* **Task brief**
Looking at the entries underneath, work out how many lines contain "passenger". Write only that number.

* **Study material**

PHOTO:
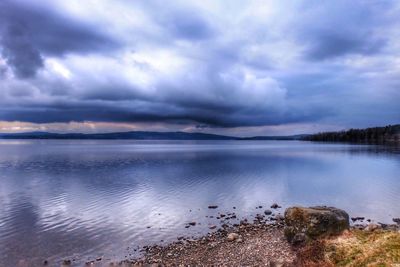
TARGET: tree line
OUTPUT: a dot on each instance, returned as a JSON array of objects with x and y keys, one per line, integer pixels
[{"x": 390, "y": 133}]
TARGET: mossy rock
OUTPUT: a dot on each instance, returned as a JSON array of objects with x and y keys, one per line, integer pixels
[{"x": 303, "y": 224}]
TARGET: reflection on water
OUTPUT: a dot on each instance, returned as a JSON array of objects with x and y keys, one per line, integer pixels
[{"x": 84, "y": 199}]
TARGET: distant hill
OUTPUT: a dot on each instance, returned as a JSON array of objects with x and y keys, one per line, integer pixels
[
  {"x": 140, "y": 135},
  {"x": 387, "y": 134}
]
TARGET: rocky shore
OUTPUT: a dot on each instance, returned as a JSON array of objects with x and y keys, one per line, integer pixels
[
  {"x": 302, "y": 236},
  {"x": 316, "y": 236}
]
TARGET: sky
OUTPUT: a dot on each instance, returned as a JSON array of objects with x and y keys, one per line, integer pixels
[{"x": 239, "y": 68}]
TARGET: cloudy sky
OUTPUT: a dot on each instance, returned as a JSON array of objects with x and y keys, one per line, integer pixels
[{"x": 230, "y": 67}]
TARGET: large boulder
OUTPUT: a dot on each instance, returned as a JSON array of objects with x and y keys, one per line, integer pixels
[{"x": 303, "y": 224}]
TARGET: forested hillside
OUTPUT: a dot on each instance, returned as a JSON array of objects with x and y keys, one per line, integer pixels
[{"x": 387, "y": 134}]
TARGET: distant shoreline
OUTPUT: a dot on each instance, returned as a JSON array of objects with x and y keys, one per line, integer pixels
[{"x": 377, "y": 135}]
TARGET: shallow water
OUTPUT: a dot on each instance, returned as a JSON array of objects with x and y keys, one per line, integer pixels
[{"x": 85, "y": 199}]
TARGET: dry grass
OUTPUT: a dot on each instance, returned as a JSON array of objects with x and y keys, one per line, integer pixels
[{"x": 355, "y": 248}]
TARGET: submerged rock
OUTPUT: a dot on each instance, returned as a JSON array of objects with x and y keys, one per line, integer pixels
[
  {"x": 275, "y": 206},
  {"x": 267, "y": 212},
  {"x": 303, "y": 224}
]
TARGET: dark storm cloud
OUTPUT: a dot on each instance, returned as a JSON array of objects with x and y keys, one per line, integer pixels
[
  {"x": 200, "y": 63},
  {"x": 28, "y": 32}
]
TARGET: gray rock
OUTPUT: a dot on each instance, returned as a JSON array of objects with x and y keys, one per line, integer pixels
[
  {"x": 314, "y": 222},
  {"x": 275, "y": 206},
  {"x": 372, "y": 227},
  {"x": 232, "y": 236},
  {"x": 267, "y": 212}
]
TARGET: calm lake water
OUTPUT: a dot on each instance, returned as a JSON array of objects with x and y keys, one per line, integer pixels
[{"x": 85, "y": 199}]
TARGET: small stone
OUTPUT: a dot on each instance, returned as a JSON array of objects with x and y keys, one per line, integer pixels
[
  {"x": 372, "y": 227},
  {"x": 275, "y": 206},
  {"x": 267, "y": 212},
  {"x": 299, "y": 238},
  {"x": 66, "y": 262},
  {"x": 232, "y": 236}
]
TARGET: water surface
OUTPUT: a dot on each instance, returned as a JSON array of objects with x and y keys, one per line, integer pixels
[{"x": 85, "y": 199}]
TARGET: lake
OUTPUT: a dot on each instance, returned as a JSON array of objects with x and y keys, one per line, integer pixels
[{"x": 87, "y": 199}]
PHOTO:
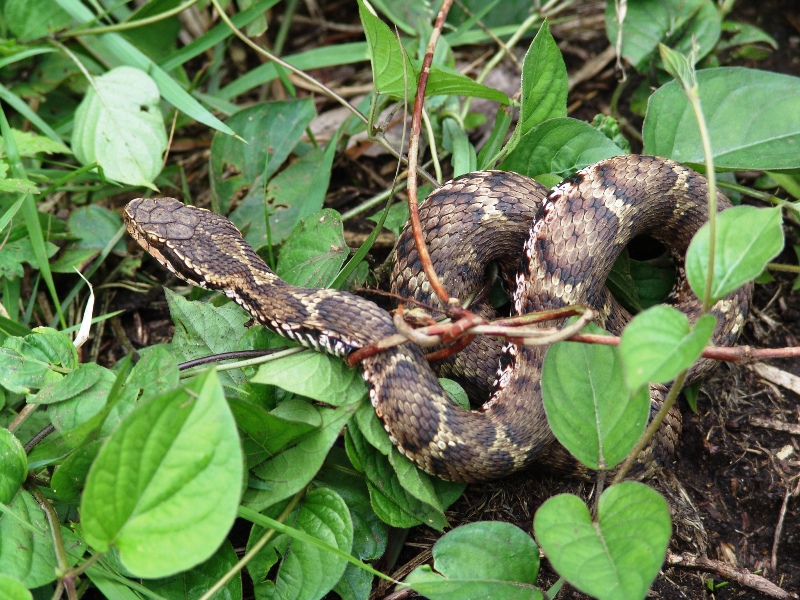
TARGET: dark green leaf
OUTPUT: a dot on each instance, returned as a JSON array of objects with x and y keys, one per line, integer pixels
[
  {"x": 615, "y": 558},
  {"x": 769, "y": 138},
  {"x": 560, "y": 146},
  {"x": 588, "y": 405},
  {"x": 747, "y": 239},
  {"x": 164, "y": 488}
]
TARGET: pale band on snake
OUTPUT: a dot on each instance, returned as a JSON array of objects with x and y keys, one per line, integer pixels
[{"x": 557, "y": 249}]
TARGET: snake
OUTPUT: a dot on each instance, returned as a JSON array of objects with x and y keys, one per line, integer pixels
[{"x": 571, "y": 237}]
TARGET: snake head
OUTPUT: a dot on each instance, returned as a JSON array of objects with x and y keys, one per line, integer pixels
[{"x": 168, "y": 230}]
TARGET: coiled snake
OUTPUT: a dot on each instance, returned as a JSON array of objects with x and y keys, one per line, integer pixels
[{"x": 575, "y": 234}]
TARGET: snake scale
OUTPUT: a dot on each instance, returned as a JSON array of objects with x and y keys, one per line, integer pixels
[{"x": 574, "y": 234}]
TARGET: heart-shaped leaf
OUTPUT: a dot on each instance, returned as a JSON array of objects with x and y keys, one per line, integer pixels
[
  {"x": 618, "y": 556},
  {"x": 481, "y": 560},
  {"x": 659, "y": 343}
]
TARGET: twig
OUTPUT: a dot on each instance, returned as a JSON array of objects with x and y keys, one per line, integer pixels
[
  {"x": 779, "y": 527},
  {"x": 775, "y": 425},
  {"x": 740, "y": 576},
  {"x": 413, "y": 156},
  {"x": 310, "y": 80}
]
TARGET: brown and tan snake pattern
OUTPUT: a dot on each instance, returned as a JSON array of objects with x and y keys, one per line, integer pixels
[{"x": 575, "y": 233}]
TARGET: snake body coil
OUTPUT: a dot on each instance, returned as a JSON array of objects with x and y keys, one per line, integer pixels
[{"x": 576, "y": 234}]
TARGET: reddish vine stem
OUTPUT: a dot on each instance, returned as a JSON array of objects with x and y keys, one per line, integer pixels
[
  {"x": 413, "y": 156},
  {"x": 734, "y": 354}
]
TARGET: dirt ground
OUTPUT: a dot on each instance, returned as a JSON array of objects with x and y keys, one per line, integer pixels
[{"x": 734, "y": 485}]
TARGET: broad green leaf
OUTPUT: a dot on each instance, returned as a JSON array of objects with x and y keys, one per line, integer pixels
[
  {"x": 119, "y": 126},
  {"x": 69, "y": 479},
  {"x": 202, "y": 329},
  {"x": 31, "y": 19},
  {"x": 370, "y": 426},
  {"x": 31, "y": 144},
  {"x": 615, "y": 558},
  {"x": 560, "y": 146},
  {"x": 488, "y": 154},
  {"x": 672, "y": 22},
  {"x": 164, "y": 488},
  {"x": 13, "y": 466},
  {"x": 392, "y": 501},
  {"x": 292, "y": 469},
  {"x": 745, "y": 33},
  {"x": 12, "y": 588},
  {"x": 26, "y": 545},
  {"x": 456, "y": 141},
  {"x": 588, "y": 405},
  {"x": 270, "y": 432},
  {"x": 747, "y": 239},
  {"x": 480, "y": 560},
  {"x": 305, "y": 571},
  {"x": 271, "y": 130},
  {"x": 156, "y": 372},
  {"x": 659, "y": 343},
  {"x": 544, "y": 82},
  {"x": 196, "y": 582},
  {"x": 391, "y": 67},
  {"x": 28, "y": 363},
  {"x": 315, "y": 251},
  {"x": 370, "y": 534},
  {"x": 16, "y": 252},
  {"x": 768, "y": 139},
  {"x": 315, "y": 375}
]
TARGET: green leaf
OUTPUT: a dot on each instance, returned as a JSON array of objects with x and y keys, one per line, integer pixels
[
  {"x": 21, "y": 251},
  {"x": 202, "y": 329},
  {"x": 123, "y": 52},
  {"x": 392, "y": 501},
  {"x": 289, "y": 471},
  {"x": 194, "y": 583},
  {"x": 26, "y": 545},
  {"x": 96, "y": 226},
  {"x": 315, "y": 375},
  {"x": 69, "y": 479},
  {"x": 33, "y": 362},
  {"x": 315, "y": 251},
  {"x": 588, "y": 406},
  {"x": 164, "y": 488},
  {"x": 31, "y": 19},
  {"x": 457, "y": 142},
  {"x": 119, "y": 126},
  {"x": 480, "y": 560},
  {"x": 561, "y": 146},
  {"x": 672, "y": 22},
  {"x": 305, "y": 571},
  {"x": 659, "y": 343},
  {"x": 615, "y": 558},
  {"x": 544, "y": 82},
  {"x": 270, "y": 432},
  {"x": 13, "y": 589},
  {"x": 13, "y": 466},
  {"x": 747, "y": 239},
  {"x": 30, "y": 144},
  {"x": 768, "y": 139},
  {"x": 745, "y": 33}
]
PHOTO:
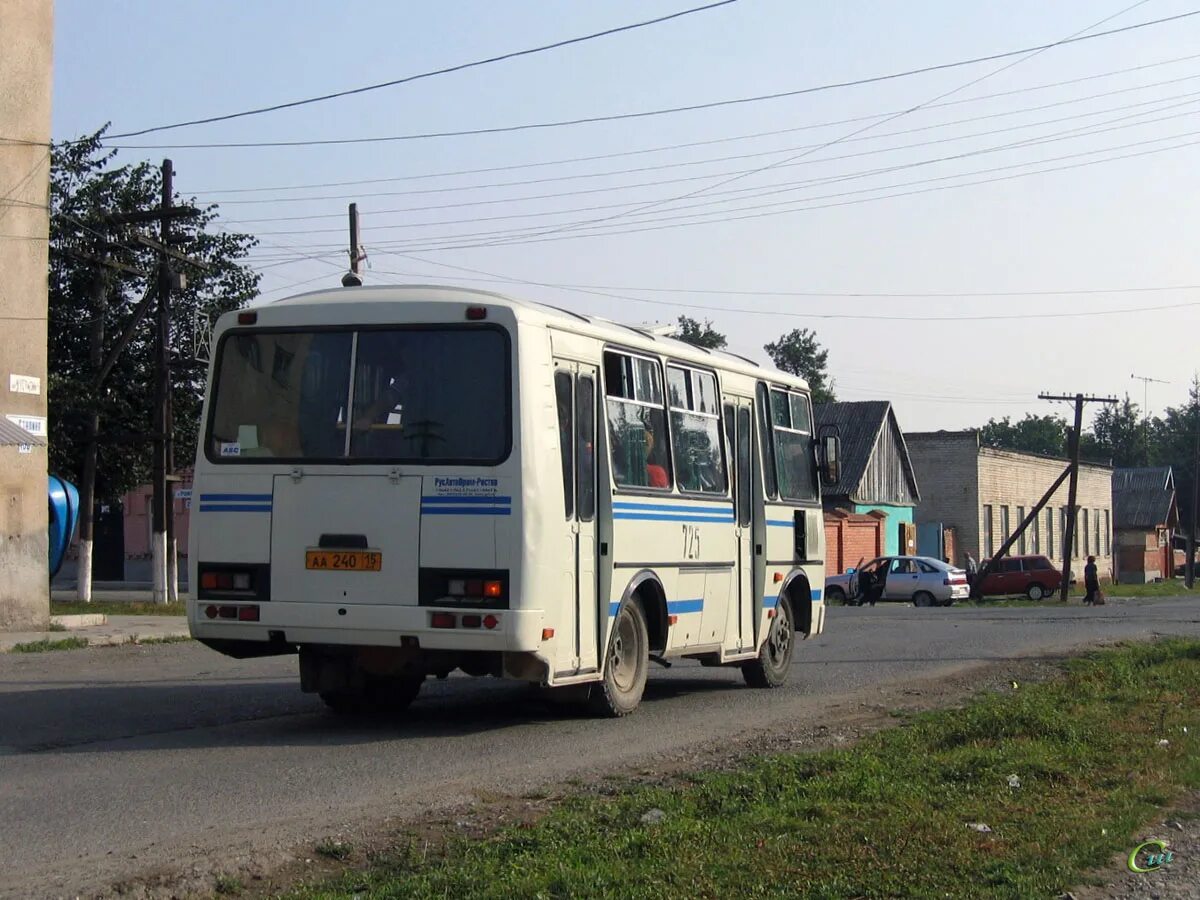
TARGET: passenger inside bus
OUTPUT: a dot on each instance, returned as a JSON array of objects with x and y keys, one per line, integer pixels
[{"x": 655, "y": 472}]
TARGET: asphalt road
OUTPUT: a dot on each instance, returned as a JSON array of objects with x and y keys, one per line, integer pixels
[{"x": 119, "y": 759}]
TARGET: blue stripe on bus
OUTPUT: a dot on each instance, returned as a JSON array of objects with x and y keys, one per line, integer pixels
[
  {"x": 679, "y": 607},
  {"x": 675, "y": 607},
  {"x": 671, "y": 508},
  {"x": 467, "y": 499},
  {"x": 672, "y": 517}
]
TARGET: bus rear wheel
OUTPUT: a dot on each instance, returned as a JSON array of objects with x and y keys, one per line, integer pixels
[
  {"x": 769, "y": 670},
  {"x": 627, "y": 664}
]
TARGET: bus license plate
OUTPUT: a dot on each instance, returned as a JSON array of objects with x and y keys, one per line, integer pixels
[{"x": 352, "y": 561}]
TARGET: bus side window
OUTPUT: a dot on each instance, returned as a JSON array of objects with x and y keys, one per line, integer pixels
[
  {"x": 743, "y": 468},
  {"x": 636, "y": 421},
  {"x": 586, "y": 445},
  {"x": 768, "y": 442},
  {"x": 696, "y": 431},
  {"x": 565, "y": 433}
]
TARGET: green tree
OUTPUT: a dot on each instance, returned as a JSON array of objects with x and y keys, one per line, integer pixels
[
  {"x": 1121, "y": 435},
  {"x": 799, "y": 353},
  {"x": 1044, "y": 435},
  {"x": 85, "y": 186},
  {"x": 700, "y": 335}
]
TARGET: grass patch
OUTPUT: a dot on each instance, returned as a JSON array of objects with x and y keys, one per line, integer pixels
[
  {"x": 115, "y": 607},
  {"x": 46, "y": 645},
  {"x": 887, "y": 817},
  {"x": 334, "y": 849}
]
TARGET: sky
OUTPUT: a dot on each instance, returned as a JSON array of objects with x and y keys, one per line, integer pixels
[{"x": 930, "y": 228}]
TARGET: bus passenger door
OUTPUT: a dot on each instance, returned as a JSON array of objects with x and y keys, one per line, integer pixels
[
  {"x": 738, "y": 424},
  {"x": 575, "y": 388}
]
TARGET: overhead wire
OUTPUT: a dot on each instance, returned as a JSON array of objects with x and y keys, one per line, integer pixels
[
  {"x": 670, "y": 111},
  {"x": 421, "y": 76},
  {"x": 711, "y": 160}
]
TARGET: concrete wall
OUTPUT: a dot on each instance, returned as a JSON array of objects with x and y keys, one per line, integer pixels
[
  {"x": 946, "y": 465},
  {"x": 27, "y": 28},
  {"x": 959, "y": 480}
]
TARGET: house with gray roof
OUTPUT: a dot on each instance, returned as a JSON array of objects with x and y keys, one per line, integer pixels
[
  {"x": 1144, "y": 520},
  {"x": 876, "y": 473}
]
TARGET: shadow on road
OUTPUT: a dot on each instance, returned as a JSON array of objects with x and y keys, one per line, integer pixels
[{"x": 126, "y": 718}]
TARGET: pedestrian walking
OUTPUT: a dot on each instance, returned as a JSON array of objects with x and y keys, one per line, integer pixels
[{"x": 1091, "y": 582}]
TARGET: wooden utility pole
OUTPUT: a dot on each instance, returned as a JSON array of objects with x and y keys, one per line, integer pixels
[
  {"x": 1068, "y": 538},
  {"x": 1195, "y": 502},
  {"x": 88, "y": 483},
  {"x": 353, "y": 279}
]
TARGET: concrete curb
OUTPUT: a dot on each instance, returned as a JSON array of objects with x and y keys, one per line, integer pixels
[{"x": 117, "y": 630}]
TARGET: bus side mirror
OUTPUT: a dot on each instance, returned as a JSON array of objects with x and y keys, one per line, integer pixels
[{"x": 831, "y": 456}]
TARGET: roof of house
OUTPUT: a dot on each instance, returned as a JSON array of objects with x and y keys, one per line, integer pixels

* **Task answer**
2